---------- BLOC DE TEXTE ----------
Les enjeux de la santé et de la sécurité au travail attisent les pouvoirs d’influence des lobbies et autres organisations. L’Institut syndical européen, expert pour la confédération européenne des syndicats, joue un rôle de premier plan.

 

Il aura fallu une décennie pour que Reach (Registration, Evaluation and Authorization of Chemicals), le règlement instaurant de nouvelles normes de sécurisation des produits chimiques mis sur le marché, voit le jour. Dix années durant lesquelles Laurent Vogel n’a cessé de s’affronter à la campagne de lobbying, sans précédent, des industriels de la chimie. Ce chercheur de l’Institut syndical européen , qui suit les questions de santé au travail pour la Confédération Européenne des Syndicats (CES), ne rate jamais une occasion de dénoncer l’importance des moyens déployés par ces industriels pour atténuer la portée de ce règlement : « La bataille a été d’autant plus rude qu’une partie des organisations syndicales de la chimie, très sensibles à l’argumentation patronale sur l’emploi, se sont ralliées à leur position. Le texte de compromis, finalement approuvé, est beaucoup moins ambitieux et relativement ambigu sur certains points. L’application de Reach, notamment sur l’autorisation de mise sur le marché de produits, va dans les années à venir réactiver les conflits et les batailles ».

Si l’industrie chimique est en embuscade, Laurent Vogel aussi. Le militantisme est une seconde nature pour ce Belge familiarisé depuis la jeunesse avec l’action sociale. Après ses études de droit à Bruxelles et à Nantes, il part au Salvador et rejoint une Organisation Non Gouvernementale dédiée aux Droits de l’Homme. Le régime militaire n’hésite pas à s’opposer violemment à leur combat. Les membres de l’ONG échappent de peu à un attentat et doivent fuir vers le Mexique. De retour en Europe, il travaille en Italie pour une association de parents d’enfants autistes. « A cette époque, le pays était engagé dans une expérience inédite d’insertion des personnes handicapées mentales en milieu ordinaire et dont les organisations syndicales étaient partie prenante ».
---------- MATÉRIEL FOURNI ----------
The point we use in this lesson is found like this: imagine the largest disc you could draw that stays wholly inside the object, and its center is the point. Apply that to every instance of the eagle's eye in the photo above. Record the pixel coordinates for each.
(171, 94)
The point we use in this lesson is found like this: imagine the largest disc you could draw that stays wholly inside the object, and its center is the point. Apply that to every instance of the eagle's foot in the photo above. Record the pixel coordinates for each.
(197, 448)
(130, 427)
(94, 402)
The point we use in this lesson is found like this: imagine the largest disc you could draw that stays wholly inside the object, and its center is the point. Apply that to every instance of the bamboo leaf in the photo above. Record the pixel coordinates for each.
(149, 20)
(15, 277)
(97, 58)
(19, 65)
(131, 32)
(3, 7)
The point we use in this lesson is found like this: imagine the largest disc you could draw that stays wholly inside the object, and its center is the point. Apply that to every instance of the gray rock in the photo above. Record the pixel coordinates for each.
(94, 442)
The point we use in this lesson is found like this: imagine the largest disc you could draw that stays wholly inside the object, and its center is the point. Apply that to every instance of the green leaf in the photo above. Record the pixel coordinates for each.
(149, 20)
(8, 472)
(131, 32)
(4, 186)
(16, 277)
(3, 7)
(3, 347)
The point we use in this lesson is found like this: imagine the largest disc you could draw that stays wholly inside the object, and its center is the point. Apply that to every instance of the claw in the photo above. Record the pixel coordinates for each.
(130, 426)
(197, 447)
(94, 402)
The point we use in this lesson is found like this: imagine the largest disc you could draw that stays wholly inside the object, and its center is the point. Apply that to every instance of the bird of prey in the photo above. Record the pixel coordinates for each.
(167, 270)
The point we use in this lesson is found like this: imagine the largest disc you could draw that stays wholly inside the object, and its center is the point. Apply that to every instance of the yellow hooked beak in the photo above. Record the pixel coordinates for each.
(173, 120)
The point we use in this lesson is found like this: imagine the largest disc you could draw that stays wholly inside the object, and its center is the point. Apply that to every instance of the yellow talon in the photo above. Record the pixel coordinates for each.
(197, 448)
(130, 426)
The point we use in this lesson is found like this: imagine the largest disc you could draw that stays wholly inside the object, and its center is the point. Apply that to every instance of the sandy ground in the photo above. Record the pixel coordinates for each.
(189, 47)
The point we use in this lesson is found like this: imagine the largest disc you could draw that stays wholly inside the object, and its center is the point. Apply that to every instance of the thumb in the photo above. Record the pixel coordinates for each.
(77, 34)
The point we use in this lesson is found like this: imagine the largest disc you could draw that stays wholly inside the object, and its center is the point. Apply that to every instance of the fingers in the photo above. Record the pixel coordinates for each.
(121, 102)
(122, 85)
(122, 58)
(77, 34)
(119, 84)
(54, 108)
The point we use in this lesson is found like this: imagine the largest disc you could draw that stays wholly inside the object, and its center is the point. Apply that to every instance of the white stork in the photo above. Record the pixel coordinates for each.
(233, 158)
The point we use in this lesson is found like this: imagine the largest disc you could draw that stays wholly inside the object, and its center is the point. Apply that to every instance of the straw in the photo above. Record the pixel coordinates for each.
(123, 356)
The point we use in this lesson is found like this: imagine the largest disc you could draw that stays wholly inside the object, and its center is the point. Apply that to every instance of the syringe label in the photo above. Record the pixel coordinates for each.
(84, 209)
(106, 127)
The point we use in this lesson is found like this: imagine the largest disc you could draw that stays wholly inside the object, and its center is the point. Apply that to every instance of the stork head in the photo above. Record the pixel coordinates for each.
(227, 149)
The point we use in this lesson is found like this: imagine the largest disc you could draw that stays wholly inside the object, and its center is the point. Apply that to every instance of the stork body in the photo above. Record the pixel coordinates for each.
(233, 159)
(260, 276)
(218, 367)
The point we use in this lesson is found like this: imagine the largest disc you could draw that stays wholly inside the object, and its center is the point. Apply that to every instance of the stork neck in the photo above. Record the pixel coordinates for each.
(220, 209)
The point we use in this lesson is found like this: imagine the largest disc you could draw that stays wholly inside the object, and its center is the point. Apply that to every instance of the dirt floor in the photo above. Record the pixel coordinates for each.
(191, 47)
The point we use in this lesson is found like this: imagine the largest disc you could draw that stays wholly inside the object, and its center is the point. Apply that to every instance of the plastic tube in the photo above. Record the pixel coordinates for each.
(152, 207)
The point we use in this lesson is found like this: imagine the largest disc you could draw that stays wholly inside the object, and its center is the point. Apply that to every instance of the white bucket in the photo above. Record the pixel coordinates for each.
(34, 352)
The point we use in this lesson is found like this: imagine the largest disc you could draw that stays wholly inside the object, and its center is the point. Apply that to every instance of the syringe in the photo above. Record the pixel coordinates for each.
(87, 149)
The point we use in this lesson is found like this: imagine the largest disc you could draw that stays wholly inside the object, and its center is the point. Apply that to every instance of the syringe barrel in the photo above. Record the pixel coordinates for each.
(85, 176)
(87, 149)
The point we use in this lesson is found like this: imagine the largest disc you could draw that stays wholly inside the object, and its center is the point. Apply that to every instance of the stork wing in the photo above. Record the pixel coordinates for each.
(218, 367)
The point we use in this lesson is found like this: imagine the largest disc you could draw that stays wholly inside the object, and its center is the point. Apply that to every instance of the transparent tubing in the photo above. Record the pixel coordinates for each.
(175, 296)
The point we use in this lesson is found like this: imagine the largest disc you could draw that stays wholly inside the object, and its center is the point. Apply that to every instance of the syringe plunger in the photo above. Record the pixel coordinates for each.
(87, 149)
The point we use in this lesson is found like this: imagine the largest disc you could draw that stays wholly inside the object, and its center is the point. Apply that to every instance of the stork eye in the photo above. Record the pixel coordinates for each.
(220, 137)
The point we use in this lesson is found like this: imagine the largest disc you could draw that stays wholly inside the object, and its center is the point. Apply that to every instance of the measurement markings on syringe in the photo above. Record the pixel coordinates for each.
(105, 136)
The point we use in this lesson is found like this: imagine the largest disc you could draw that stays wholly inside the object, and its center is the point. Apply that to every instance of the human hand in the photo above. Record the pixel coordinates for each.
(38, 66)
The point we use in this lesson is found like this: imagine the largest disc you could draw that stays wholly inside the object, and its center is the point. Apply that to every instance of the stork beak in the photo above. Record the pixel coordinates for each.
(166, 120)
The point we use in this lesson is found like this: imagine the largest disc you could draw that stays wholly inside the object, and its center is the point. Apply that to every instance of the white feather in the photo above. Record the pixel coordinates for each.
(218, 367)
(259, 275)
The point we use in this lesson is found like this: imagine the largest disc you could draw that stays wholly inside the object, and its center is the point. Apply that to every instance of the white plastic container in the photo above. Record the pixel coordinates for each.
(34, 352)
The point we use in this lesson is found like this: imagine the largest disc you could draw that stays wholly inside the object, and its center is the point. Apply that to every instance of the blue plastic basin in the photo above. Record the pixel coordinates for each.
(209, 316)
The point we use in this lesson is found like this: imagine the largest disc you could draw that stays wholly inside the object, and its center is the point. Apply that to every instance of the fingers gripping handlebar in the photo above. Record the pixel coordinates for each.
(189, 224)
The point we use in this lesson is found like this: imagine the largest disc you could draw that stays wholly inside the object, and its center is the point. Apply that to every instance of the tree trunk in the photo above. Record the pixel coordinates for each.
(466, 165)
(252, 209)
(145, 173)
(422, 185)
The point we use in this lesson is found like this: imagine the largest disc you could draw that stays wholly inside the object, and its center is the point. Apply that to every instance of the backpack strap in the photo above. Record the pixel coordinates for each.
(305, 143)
----------
#### TÂCHE COURTE 1:
Recopiez le passage du texte sur Laurent Vogel en commençant par « Les enjeux de » et en allant jusqu'à « de premier plan. », et substituez « groupes de pression » à « lobbies ».
#### TÂCHE COURTE 2:
Répondez brièvement à ces questions sur le texte consacré à Laurent Vogel.
(a) Combien de temps a-t-il fallu pour que Reach voie le jour ?
(b) Dans quelles villes Laurent Vogel a-t-il fait ses études de droit ?
(c) Vers quel pays les membres de l'ONG ont-ils dû fuir ?
#### TÂCHE COURTE 3:
Relevez tous les noms de lieux (villes, pays, continent) qui figurent dans le texte sur Laurent Vogel.

#### SOLUTION RÉDIGÉE 1:
Les enjeux de la santé et de la sécurité au travail attisent les pouvoirs d’influence des groupes de pression et autres organisations. L’Institut syndical européen, expert pour la confédération européenne des syndicats, joue un rôle de premier plan.

#### SOLUTION RÉDIGÉE 2:
(a) Une décennie, soit dix années.
(b) À Bruxelles et à Nantes.
(c) Vers le Mexique.

#### SOLUTION RÉDIGÉE 3:
Bruxelles, Nantes, Salvador, Mexique, Europe, Italie